# START OF DATA PROVIDED
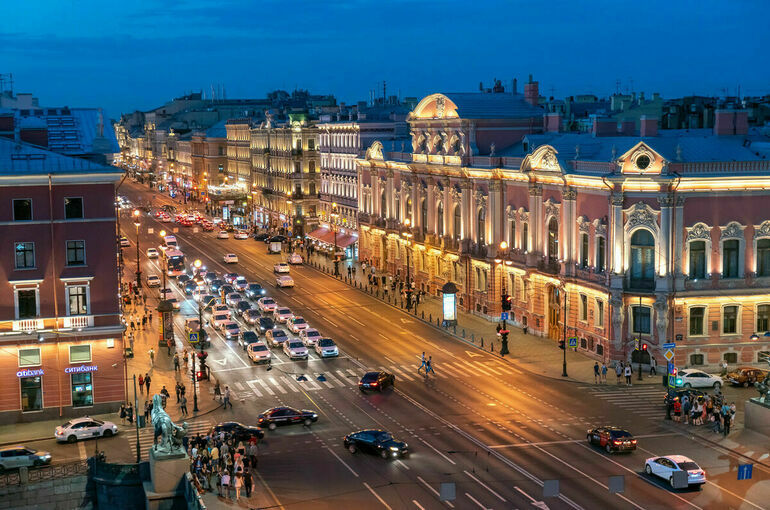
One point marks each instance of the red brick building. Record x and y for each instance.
(60, 325)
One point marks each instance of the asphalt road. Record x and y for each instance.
(494, 430)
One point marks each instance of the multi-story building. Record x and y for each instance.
(286, 178)
(60, 323)
(658, 236)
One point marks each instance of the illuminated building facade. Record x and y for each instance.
# END OF DATA PROVIDED
→ DESCRIPTION OF THE TASK: Recast every line of the records above as a numbered list, skipping any blank lines and leaving out the pictures.

→ CORRECT OUTPUT:
1. One point marks each instance of the red brick building. Record x and y for each instance.
2. (60, 325)
3. One point marks each instance of the asphalt road. Record x and y for each instance.
4. (494, 430)
5. One point marks each instance of the multi-story building. Record x and y for each instance.
6. (286, 178)
7. (60, 323)
8. (658, 236)
9. One point marks each instance of the illuminated building facade. Record x and y for each instance.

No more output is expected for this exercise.